━━━━━ Data lines

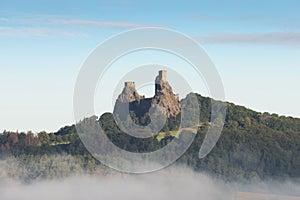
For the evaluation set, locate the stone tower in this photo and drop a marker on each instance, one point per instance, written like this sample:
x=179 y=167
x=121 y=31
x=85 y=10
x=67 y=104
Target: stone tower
x=164 y=97
x=163 y=75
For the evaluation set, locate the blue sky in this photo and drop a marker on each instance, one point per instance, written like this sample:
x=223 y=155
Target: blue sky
x=255 y=46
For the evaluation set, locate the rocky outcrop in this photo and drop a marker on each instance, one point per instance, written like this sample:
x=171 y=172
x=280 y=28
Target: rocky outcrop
x=164 y=97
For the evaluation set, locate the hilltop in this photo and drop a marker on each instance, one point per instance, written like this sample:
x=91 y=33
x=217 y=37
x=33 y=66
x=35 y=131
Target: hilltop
x=252 y=145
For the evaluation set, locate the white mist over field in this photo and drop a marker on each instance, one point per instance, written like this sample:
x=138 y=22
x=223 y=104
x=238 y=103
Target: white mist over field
x=165 y=184
x=172 y=183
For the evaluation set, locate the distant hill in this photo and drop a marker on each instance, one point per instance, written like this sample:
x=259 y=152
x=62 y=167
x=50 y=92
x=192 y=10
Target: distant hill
x=252 y=146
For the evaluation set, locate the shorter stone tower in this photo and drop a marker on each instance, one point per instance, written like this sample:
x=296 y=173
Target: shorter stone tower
x=163 y=75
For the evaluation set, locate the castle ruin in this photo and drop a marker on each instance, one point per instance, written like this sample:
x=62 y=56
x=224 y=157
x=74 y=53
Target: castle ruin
x=163 y=96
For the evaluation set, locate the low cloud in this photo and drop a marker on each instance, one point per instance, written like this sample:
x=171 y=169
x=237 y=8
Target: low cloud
x=104 y=24
x=172 y=183
x=277 y=38
x=23 y=32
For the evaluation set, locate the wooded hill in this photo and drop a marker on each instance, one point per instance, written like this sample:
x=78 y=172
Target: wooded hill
x=252 y=145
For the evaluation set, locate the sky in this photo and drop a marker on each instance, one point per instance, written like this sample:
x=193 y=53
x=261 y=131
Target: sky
x=255 y=46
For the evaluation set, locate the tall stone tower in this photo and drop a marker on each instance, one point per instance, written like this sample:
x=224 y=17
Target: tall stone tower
x=163 y=96
x=163 y=75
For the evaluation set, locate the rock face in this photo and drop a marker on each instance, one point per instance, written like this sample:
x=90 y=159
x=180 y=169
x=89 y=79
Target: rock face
x=163 y=97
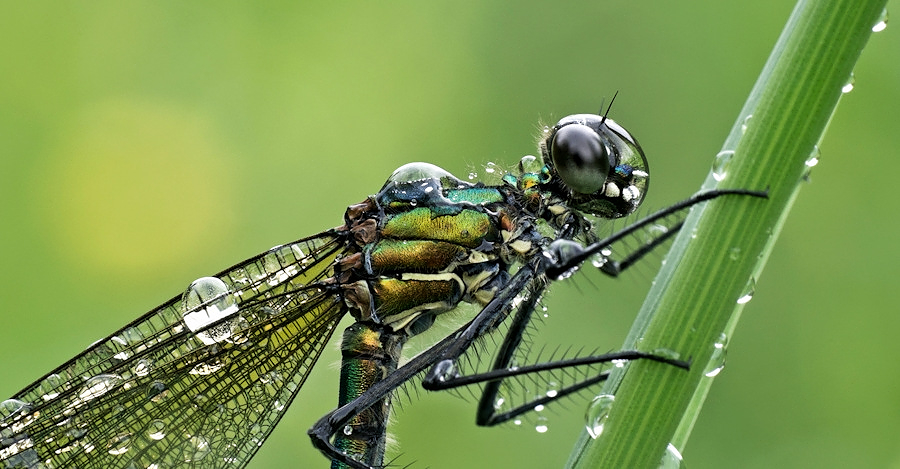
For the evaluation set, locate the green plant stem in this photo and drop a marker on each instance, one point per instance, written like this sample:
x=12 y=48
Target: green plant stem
x=724 y=244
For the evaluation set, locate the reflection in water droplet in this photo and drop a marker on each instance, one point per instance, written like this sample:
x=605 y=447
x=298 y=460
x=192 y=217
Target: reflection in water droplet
x=848 y=86
x=196 y=448
x=667 y=353
x=747 y=293
x=597 y=413
x=720 y=164
x=98 y=386
x=119 y=444
x=541 y=425
x=156 y=429
x=811 y=161
x=206 y=301
x=717 y=359
x=671 y=458
x=10 y=408
x=50 y=386
x=813 y=157
x=881 y=23
x=157 y=391
x=498 y=404
x=142 y=367
x=746 y=123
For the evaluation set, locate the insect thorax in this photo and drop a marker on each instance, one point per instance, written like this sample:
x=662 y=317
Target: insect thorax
x=428 y=241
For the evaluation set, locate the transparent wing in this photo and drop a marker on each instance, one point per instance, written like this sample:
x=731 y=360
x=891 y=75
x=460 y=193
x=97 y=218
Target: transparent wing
x=198 y=382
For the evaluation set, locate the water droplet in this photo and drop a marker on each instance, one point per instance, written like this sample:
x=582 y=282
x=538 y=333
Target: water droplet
x=498 y=404
x=541 y=425
x=142 y=367
x=597 y=413
x=119 y=444
x=667 y=353
x=12 y=408
x=445 y=370
x=717 y=359
x=156 y=429
x=720 y=164
x=746 y=123
x=881 y=23
x=530 y=164
x=848 y=85
x=551 y=391
x=811 y=161
x=196 y=449
x=813 y=157
x=50 y=386
x=157 y=391
x=671 y=458
x=98 y=386
x=206 y=301
x=747 y=293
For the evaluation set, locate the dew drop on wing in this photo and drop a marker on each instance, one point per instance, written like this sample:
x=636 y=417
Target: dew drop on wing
x=597 y=413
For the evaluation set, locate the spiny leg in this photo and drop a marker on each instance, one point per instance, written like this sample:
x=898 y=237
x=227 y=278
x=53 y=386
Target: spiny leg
x=563 y=256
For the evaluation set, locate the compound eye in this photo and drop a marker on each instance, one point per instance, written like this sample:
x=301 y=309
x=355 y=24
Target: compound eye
x=580 y=158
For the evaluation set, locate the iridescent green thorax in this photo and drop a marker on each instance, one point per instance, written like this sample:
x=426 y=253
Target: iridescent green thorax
x=368 y=356
x=428 y=241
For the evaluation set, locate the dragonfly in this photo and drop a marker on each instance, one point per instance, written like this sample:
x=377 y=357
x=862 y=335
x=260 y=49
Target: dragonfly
x=202 y=380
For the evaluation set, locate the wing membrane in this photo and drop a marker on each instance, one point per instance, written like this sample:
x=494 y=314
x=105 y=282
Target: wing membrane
x=198 y=382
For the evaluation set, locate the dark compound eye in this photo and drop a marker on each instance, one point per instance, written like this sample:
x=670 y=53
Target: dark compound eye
x=580 y=157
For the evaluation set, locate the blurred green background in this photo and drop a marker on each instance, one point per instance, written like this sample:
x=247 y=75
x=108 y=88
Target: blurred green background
x=146 y=144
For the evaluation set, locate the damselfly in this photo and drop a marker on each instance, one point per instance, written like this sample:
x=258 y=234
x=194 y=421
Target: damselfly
x=202 y=380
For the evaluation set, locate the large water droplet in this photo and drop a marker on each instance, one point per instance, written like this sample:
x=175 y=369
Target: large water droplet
x=541 y=425
x=445 y=370
x=206 y=301
x=196 y=448
x=98 y=386
x=810 y=162
x=530 y=164
x=671 y=458
x=119 y=444
x=848 y=85
x=156 y=429
x=720 y=164
x=50 y=386
x=157 y=391
x=597 y=413
x=881 y=23
x=11 y=408
x=717 y=359
x=746 y=123
x=747 y=293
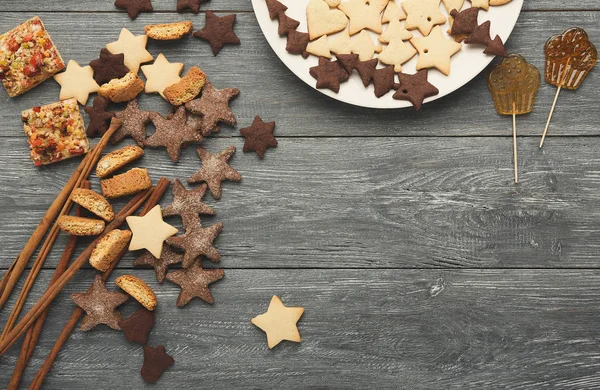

━━━━━━━━━━

Exercise details — Please transcribe every line of the records above without changing anything, and leave the pictures out.

Task output —
For the evaluation set, locate the stone tower in this photo and drop a marker on each instance, one point per instance, written like this sample:
x=179 y=167
x=121 y=31
x=85 y=10
x=67 y=104
Target: stone tower
x=164 y=97
x=163 y=75
For the evaluation set, locate the blue sky in this photo and drop a marker on each instance, one point per instance, written like this sample:
x=223 y=155
Target: blue sky
x=255 y=46
For the evaluation set, locate the rocky outcrop in this photo and drop a marker on each instance, one point per instance, written like this sample:
x=171 y=172
x=280 y=28
Target: rocky outcrop
x=164 y=97
For the evaluation set, locate the hilltop in this photo and drop a marker on each instance, one point per instance, written like this sample:
x=91 y=33
x=217 y=37
x=33 y=66
x=35 y=131
Target: hilltop
x=252 y=145
For the evaluation set, locate the white mist over field in this photo and drop a marker on each instance, one point per instance, written like this sample:
x=138 y=22
x=223 y=104
x=238 y=103
Target: white mist over field
x=165 y=184
x=172 y=183
For the evaluation set, locate the distant hill in this photo and drop a marker on each instance, one point per instance, written like this sample:
x=259 y=152
x=62 y=167
x=50 y=92
x=192 y=10
Target: distant hill
x=252 y=146
For the evaluation set, locate the shorter stone tower in this photo and drop a marker on each instance, one point per instance, written like this sample:
x=296 y=173
Target: shorter stone tower
x=163 y=75
For the evaluation set, locate the castle ruin in this photo and drop a marker on each instance, one point per instance, written like this sample:
x=62 y=56
x=224 y=157
x=74 y=53
Target: castle ruin
x=163 y=96
For the evaluation set, locate the low cloud in this photo and drop a marker on each instance, one point per instance, written like this sample:
x=171 y=169
x=237 y=8
Target: low cloud
x=104 y=24
x=172 y=183
x=277 y=38
x=23 y=32
For the evaluation set, locate the wooded hill in this photo and drop a marker on each instance, one point per instance, written like this sample:
x=78 y=172
Target: wooded hill
x=252 y=145
For the evaluation set, locate the sky in this photo and drop a marker on each instance, one point per instance, written like this sample:
x=193 y=53
x=261 y=131
Target: sky
x=255 y=46
For the evaluation set, locate the tall stone tower in this photo and drop a marker on each instance, one point per instance, written like this sample:
x=224 y=17
Target: tall stone tower
x=163 y=96
x=163 y=75
For the evaluation set, locate the rock face in this photo and drop a marker on each instance, one point per instance, written like this sample:
x=90 y=159
x=180 y=169
x=89 y=79
Target: rock face
x=163 y=97
For the evaluation set, locate the green plant stem in this photo and drop a marker on each instance, one point per instance, written like this sample:
x=12 y=48
Target: green plant stem
x=724 y=244
For the evaluation set, locate the reflection in water droplet in this photo and drop a marker on each instance, one point per instance, written like this sample:
x=605 y=447
x=298 y=460
x=192 y=217
Target: reflection in water droplet
x=848 y=86
x=196 y=448
x=667 y=353
x=747 y=293
x=597 y=413
x=720 y=164
x=98 y=386
x=119 y=444
x=541 y=425
x=156 y=429
x=811 y=161
x=206 y=301
x=717 y=359
x=671 y=458
x=10 y=408
x=50 y=386
x=813 y=157
x=881 y=23
x=157 y=391
x=498 y=404
x=142 y=367
x=746 y=123
For the evaluation set, locate the insect thorax in this photo and drop a marker on each instance, one point per instance, written like this sample:
x=662 y=317
Target: insect thorax
x=428 y=241
For the evaluation set, locate the transparent wing in this photo and drop a marker on each instance, one point per instance, written like this sample:
x=731 y=360
x=891 y=75
x=460 y=193
x=97 y=218
Target: transparent wing
x=198 y=382
For the evaluation set, locate the water droplet in this photo and drop a marker on each instance, one point per instance, written like this sample:
x=582 y=282
x=538 y=333
Target: water droplet
x=498 y=404
x=541 y=425
x=142 y=367
x=597 y=413
x=119 y=444
x=667 y=353
x=12 y=408
x=445 y=370
x=717 y=359
x=156 y=429
x=720 y=164
x=746 y=123
x=881 y=23
x=530 y=164
x=848 y=85
x=551 y=391
x=811 y=161
x=196 y=449
x=813 y=157
x=50 y=386
x=157 y=391
x=671 y=458
x=98 y=386
x=206 y=301
x=747 y=293
For the evaluation set, locate the dew drop on wing in this photo and drop a marker on each instance, one point per instance, written like this sample:
x=636 y=417
Target: dew drop on wing
x=597 y=413
For the evaluation set, locate the spiny leg in this photo and drop a marker on each instance, one point per instance, written like this sample:
x=898 y=237
x=227 y=278
x=53 y=386
Target: spiny leg
x=563 y=256
For the evaluation set, locate the compound eye in this photo and drop a marker on each instance, one point per instance, written like this sample:
x=301 y=309
x=355 y=24
Target: compound eye
x=580 y=158
For the evaluation set, locate the iridescent green thorax in this photo and drop a marker on each instance, one point per instance, written like this sample:
x=426 y=253
Target: iridescent green thorax
x=368 y=356
x=428 y=241
For the evaluation set, locate the dragonfly in this photo and drop a marker on each instance, one point per instance, written like this sample:
x=377 y=357
x=862 y=335
x=260 y=49
Target: dragonfly
x=202 y=380
For the evaluation set, locate the wing membrane in this photo and drop a marker on each instance, one point per instance, written like this sample:
x=494 y=314
x=105 y=282
Target: wing membrane
x=198 y=382
For the evaluation set, locate the dark compound eye in this photo and drop a marker on each instance, one point per instance, written like this sample:
x=670 y=53
Target: dark compound eye
x=580 y=157
For the evaluation set, locate the blurred green background in this photo and drop a marker on each instance, one point per instance, written like this sample:
x=247 y=75
x=108 y=88
Target: blurred green background
x=146 y=144
For the evaluation set, locate the damselfly in this photo and drop a marker on each instance, one point per instance, written like this sample:
x=258 y=234
x=194 y=421
Target: damselfly
x=202 y=380
For the evaluation set, locate the large water droplet in this photo and drop a marker on each instance, one point per instance, written like this sample:
x=175 y=369
Target: large water droplet
x=541 y=425
x=445 y=370
x=206 y=301
x=196 y=448
x=98 y=386
x=810 y=162
x=530 y=164
x=671 y=458
x=119 y=444
x=848 y=85
x=156 y=429
x=720 y=164
x=50 y=386
x=157 y=391
x=597 y=413
x=881 y=23
x=11 y=408
x=717 y=359
x=746 y=123
x=747 y=293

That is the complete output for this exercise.